■ EXPLORE THE MATERIAL:
A. Reproduce, word for word, the part of the passage on home-birth midwives that opens with the words containing "While Christina and" and closes with "in maternal healthcare.".
B. Translate this sentence from the passage on home-birth midwives into Spanish: "Ethical midwives and doulas are constantly correcting misconceptions about the work they do."

■ PROVIDED TEXT:
....

Jaimee agreed. “I don’t support only non-medicated, low-intervention births,” she said. “I tell everybody that it’s their desired birth. I have some folks that come in and say, ‘I know I’m gonna get an epidural,’ and I’m like, ‘Sister, awesome.’”
While Christina and Jaimee both are huge advocates of home births, which are necessarily without pain medication (as using pain medication requires medical monitoring that is unavailable at home), they are firm in their belief that hospitals and medical doctors serve an important role in maternal healthcare.
“Christina operates in the ‘yellow flags,’” Jaimee said, explaining that, if a planned home birth becomes suddenly risky, an immediate transport to a hospital is initiated. “It’s not ‘home birth or nothing.’”
“My end goal is a healthy mom and a healthy baby at every birth, not a home birth [at all costs],” Christina added. Though she and Jaimee are trained in emergency situations, they endeavor never to need to employ those skills.
“We have really good relationships with the OB-GYNs in town,” Jaimee said. She recalled that, in 2020, CHRISTUS St. Michael Hospital even threw a party for local birthworkers, signifying a new era of maternal care in the Texarkana area, in which pregnant people, birth workers, doctors, and nurses all work together to serve parents and babies.
Christina and Jaimee have had to fight stigma against professional birth workers, caused by unlicensed midwives, who lack proper education and training. Ethical midwives and doulas are constantly correcting misconceptions about the work they do. Only about 1.5% of births in the United States are home births, though roughly 12% are attended by a midwife. Relatively few people therefore understand the roles that birth workers can play in a society that values maternal empowerment. One of Christina’s top priorities is “getting the word out and letting people know that home-birth midwives are safe and trained,” she said. “We’re here—I’m here—to serve our community.”

....

■ AVAILABLE DATA:
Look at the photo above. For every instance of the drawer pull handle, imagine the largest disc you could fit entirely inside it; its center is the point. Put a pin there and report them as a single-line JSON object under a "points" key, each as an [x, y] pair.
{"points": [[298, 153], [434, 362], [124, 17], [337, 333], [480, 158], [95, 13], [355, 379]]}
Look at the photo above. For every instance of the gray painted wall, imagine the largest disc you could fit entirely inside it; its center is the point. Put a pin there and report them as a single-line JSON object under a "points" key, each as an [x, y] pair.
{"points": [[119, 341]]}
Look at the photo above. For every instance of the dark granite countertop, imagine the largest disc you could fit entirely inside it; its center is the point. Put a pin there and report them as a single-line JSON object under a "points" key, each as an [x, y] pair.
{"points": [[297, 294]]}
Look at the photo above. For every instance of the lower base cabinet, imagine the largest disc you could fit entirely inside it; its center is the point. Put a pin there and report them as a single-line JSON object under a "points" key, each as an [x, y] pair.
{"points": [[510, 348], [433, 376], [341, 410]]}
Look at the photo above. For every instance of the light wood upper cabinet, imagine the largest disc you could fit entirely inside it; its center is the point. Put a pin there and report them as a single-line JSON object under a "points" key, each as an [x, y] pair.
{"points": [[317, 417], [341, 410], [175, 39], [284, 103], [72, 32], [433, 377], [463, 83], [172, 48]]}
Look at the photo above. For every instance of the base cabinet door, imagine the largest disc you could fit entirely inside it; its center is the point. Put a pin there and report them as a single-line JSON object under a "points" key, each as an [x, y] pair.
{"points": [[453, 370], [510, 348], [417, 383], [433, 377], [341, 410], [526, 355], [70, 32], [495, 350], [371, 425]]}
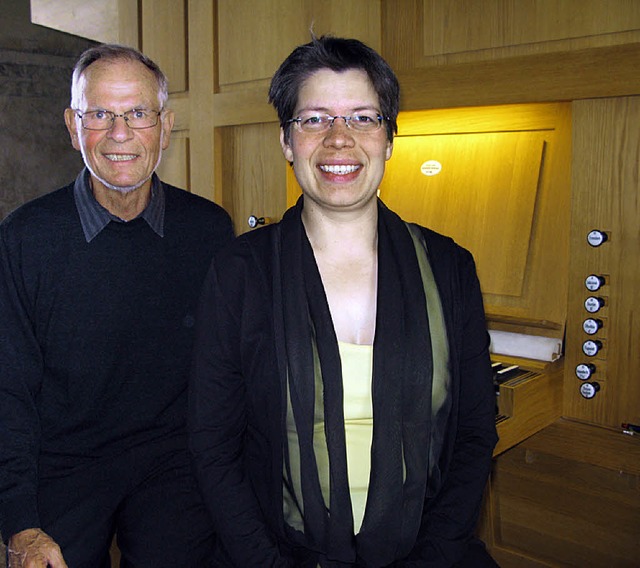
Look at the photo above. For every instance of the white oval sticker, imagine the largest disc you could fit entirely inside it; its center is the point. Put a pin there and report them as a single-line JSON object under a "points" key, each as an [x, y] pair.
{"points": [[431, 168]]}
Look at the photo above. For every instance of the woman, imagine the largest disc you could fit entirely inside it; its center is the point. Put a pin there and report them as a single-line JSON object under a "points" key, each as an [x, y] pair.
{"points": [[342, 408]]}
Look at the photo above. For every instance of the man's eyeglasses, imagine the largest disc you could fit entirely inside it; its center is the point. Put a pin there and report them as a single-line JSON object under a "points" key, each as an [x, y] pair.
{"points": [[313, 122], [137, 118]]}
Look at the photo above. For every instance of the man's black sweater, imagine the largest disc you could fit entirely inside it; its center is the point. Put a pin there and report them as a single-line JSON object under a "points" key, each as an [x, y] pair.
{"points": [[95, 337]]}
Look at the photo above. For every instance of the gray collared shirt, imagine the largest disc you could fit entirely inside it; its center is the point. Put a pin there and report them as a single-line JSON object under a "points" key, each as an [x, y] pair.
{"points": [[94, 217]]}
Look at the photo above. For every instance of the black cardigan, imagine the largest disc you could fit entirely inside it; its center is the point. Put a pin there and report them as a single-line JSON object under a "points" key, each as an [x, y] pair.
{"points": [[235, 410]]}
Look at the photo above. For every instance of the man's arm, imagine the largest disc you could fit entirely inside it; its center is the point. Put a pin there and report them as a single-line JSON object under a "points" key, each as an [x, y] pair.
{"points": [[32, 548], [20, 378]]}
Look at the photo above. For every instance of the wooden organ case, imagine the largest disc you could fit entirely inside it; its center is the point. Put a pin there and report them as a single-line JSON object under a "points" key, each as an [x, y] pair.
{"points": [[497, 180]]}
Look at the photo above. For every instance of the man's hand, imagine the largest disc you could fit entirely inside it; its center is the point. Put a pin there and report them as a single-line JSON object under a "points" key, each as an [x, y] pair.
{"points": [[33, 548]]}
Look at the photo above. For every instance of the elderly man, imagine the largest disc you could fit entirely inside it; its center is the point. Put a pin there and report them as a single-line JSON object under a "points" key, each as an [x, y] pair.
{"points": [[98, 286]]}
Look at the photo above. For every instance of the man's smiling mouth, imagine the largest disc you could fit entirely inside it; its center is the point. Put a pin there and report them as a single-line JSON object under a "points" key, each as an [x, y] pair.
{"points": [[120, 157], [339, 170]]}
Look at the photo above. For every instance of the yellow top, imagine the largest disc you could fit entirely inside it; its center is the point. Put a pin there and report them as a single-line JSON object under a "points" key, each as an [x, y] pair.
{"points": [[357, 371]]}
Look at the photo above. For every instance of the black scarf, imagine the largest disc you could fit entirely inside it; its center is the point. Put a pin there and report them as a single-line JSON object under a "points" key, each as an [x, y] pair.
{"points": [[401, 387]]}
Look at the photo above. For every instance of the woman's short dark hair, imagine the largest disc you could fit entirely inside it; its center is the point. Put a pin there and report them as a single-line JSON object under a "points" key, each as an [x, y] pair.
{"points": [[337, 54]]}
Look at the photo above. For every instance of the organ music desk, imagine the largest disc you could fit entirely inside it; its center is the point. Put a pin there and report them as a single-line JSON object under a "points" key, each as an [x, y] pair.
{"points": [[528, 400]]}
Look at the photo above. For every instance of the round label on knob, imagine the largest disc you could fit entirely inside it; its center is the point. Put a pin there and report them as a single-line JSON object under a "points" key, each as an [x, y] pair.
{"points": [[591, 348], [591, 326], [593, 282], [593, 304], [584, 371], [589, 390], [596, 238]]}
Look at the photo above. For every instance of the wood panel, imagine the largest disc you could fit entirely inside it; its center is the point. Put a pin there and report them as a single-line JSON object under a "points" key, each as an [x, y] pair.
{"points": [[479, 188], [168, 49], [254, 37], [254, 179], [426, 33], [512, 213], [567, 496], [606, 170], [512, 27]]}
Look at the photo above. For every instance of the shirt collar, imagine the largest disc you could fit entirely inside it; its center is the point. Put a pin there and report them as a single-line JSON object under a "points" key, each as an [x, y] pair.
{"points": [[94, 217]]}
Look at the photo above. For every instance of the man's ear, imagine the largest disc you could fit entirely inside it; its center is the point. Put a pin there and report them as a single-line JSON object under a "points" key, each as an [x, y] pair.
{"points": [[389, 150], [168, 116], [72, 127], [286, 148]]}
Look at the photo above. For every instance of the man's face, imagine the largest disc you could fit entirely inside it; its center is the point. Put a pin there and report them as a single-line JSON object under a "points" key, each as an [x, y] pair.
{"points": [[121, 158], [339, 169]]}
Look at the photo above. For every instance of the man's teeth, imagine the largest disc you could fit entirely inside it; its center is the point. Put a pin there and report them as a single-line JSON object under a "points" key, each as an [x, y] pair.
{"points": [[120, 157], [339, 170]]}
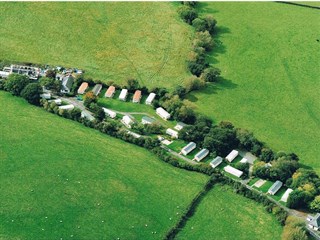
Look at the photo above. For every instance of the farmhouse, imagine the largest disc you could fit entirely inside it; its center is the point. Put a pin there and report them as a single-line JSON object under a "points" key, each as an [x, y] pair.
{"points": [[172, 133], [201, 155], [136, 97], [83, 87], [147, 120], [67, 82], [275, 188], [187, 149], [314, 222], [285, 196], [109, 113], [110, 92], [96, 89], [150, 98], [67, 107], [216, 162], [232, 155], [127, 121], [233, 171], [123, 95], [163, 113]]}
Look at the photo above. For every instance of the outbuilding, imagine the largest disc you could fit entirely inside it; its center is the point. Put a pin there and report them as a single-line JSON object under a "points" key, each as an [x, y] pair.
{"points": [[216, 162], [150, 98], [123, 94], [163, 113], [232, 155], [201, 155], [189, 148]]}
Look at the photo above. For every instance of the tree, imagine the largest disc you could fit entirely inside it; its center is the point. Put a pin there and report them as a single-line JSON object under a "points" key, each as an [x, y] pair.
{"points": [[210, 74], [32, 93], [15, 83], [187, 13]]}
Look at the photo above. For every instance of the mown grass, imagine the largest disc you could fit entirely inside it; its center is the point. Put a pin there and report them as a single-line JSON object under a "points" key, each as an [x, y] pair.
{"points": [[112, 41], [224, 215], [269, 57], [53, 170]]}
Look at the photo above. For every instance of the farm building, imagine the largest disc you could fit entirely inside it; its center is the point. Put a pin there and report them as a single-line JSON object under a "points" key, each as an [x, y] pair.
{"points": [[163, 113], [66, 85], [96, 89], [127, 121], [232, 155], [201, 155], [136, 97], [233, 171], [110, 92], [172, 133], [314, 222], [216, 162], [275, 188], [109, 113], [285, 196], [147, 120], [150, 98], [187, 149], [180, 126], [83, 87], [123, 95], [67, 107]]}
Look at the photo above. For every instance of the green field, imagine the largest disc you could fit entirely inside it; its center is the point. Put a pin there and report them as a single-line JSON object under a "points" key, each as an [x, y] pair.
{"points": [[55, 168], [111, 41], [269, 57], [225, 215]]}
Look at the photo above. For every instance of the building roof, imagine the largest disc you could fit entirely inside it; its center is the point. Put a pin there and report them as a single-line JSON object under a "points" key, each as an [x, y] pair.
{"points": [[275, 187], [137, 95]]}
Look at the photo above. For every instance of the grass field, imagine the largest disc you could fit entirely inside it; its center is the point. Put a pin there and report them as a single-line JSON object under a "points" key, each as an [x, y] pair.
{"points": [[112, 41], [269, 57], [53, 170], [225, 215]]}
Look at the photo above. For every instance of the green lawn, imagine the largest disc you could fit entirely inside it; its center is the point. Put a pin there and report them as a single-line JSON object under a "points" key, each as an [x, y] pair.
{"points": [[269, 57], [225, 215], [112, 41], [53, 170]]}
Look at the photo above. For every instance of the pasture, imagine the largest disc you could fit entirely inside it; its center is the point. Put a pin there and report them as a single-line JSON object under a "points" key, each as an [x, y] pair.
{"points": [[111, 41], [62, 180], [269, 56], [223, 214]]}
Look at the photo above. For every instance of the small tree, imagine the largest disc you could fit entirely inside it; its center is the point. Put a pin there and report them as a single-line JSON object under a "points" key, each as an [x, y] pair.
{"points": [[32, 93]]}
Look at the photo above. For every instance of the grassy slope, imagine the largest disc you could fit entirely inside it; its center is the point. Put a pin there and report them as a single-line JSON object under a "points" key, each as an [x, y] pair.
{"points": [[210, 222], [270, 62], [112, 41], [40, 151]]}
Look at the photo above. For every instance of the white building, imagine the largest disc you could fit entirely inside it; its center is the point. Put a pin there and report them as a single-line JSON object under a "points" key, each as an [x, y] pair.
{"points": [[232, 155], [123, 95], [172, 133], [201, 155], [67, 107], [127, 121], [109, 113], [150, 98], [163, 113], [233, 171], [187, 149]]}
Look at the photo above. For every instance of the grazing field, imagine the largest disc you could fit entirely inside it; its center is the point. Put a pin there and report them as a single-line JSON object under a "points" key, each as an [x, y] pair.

....

■ PER-TASK ANSWERS:
A.
While Christina and Jaimee both are huge advocates of home births, which are necessarily without pain medication (as using pain medication requires medical monitoring that is unavailable at home), they are firm in their belief that hospitals and medical doctors serve an important role in maternal healthcare.

B. Las parteras y las doulas éticas corrigen constantemente los conceptos erróneos sobre el trabajo que realizan.